● EXERCISE PROMPT: Copy the entries exactly, leaving out nothing.

"""

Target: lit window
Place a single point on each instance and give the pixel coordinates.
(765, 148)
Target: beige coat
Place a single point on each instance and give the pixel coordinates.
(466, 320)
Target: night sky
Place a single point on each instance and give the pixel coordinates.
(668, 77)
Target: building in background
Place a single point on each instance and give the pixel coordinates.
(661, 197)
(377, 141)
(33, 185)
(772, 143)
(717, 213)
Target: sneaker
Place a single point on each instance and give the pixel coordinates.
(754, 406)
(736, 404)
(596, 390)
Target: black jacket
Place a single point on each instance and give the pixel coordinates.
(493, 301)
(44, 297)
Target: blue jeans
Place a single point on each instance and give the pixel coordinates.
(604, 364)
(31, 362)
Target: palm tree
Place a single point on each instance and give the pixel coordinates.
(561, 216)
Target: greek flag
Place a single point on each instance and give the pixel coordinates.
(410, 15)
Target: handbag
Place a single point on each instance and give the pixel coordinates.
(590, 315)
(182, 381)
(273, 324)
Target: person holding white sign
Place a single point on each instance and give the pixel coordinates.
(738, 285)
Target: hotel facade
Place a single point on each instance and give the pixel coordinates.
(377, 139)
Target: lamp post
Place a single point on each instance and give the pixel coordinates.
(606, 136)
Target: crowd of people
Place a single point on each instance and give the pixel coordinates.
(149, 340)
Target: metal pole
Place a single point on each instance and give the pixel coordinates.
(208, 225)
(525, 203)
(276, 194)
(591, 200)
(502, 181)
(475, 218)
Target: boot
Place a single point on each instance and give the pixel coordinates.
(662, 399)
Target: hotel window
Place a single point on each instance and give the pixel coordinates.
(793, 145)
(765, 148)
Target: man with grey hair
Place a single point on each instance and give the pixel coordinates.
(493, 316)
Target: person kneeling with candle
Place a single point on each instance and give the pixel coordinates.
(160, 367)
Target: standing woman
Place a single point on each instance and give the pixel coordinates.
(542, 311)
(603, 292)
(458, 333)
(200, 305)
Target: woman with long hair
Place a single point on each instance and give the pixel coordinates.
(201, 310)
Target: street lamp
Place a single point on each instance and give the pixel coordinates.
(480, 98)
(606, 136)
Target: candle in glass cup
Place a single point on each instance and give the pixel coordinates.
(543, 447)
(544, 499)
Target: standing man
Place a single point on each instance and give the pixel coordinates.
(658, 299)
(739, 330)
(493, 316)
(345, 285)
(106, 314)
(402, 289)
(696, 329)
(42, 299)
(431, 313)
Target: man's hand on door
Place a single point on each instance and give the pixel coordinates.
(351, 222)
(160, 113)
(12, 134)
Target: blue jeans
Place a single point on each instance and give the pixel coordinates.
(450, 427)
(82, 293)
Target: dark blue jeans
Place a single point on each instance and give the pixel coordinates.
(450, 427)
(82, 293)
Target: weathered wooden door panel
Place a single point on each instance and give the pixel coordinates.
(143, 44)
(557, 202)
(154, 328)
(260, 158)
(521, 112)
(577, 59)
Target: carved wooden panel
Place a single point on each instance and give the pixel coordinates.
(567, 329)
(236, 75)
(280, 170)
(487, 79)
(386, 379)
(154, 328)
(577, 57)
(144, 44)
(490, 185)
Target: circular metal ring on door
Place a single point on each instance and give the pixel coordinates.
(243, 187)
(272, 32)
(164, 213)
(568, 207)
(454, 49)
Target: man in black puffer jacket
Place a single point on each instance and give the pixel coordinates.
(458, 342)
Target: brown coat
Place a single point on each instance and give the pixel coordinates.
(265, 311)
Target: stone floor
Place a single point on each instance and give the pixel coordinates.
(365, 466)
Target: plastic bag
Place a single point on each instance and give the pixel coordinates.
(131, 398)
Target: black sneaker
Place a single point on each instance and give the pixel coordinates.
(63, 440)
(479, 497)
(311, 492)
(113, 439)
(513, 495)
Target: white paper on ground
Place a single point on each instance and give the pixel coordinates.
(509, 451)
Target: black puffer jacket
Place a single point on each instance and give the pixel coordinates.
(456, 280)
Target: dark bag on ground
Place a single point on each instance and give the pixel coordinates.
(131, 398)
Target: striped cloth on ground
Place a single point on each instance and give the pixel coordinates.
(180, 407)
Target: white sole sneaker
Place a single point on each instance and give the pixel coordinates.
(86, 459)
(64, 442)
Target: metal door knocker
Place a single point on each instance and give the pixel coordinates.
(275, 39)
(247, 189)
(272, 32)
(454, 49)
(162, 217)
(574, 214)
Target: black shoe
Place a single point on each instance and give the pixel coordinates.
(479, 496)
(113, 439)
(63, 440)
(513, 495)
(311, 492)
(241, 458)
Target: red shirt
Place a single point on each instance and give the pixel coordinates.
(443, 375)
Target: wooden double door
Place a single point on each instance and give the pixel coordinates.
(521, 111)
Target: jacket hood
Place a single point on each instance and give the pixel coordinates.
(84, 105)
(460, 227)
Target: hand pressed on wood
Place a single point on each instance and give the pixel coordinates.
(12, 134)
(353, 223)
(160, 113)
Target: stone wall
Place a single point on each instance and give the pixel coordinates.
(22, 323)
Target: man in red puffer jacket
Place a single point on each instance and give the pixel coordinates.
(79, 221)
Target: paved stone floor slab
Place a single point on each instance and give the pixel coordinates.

"""

● WRITTEN RESPONSE:
Target: lit window
Place a single point on each instance and give the pixel coordinates.
(765, 148)
Target: beige coat
Place a single point on each instance and give the pixel coordinates.
(466, 320)
Target: night sky
Place a single point on each instance and give the pixel coordinates.
(668, 77)
Target: building in background
Place a single point on each instance and give the pixel coordinates.
(661, 197)
(377, 141)
(33, 185)
(772, 143)
(717, 213)
Target: sneaker
Place a single point on each instance and give the pixel coordinates.
(754, 406)
(736, 404)
(596, 390)
Target: black jacket
Place a single point on each instance and give the pixel coordinates.
(493, 301)
(44, 297)
Target: blue jeans
Place a single point on each instance and give the pixel coordinates.
(604, 364)
(31, 362)
Target: palm tree
Place a single point on each instance and give the pixel coordinates.
(561, 216)
Target: greek flag
Place a single point on each instance and give the pixel coordinates.
(410, 15)
Target: handbag
Place a single point on each instance and give the pixel coordinates.
(590, 315)
(182, 381)
(273, 324)
Target: person holding white sign
Place a single point on each instance and give the pixel coordinates.
(738, 285)
Target: hotel facade
Place a single point on each instance and give the pixel coordinates.
(377, 139)
Target: lamp post
Place a single point on each instance and give the pixel coordinates.
(606, 136)
Target: crowd of people
Place a single point on each instance and give the pixel coordinates.
(149, 340)
Target: metal pole
Place a single point on each instance and give the pixel coordinates.
(208, 225)
(525, 203)
(276, 194)
(591, 200)
(502, 181)
(475, 218)
Target: boot
Place a single point on each instance and give the pixel coordinates.
(662, 399)
Target: hotel window
Place a single point on each instance and give the pixel coordinates.
(793, 145)
(765, 148)
Target: man with grey hair
Place a single point on each instance and give the pixel coordinates.
(493, 316)
Target: person kneeling with candle
Place a single point on each instance and give the pixel coordinates.
(160, 367)
Target: standing woman
Place a single point on each instance and give the pixel coordinates.
(542, 311)
(603, 292)
(458, 333)
(200, 305)
Target: woman with long hair
Place a single point on each instance and give the pixel coordinates.
(201, 310)
Target: street lamp
Place a single point on each instance and give the pixel coordinates.
(480, 98)
(606, 136)
Target: candle in glass cup
Place a single point on each instance and give the pixel coordinates.
(543, 447)
(544, 499)
Target: standing man
Place a single point on each instance and give the pixel coordinates.
(658, 299)
(739, 330)
(493, 316)
(345, 285)
(106, 314)
(402, 289)
(696, 329)
(42, 299)
(431, 313)
Target: man's hand on door
Place a single point on each instance and give the pixel coordinates.
(351, 222)
(160, 113)
(12, 134)
Target: blue jeans
Place a single point on each instance and give the pixel coordinates.
(450, 427)
(82, 293)
Target: dark blue jeans
Place a single point on each instance and give the pixel coordinates.
(450, 427)
(82, 293)
Target: weathered wooden door panel
Place a single point on each instance and give the pixel coordinates.
(143, 44)
(557, 202)
(154, 328)
(260, 158)
(521, 112)
(577, 59)
Target: carved wooden panel
Place a single point on each instance and give the pixel coordinates.
(567, 329)
(236, 75)
(280, 170)
(487, 79)
(386, 379)
(154, 328)
(577, 57)
(144, 44)
(490, 185)
Target: circular metal ring on door
Place a single point on each instance and give the pixel coordinates.
(243, 187)
(272, 32)
(164, 213)
(568, 207)
(454, 49)
Target: man in black puffer jacket
Place a single point on each instance and give the pixel coordinates.
(458, 342)
Target: brown coat
Place a single point on each instance and give the pixel coordinates.
(265, 311)
Target: stone floor
Place a single point on each instance and give the pixel coordinates.
(365, 466)
Target: plastic bag
Place a single point on each instance and give the pixel coordinates.
(131, 398)
Target: black sneaker
Place a single point on each instance and give the pixel coordinates.
(63, 440)
(479, 497)
(311, 492)
(113, 439)
(513, 495)
Target: white paper on ground
Place a single point on each instance and give the pixel coordinates.
(509, 451)
Target: black puffer jacket
Place a single point on each instance and give the pixel coordinates.
(456, 280)
Target: dark bag on ground
Place a single point on each instance and give the pixel coordinates.
(131, 398)
Target: striped cloth on ground
Place a single point on each instance and give the pixel coordinates.
(180, 407)
Target: white sole sneaker
Place a single point on each instance and give the pixel coordinates.
(86, 459)
(64, 442)
Target: metal door knocker
Place a single point on each instance and give the pixel coordinates.
(275, 39)
(247, 189)
(272, 32)
(454, 49)
(162, 217)
(574, 214)
Target: black shoe
Place a single point on each instance and give the pixel coordinates.
(479, 496)
(113, 439)
(63, 440)
(513, 495)
(311, 492)
(241, 458)
Target: red shirt
Place a single point on each instance and give the pixel coordinates.
(443, 375)
Target: wooden double door
Place a single point on each instance and give the pixel coordinates.
(521, 111)
Target: jacket hood
Place a single point on each instance and give the pixel coordinates.
(84, 105)
(460, 227)
Target: hand pressed on wood
Place a single point on each instance and give the pixel coordinates.
(12, 134)
(353, 223)
(160, 113)
Target: stone wall
Place a single point on each instance and give the pixel coordinates.
(22, 323)
Target: man in red puffer jacket
Place a single point on each instance and give the pixel coordinates.
(79, 221)
Target: paved stone floor slab
Place a single point on each instance and give the pixel coordinates.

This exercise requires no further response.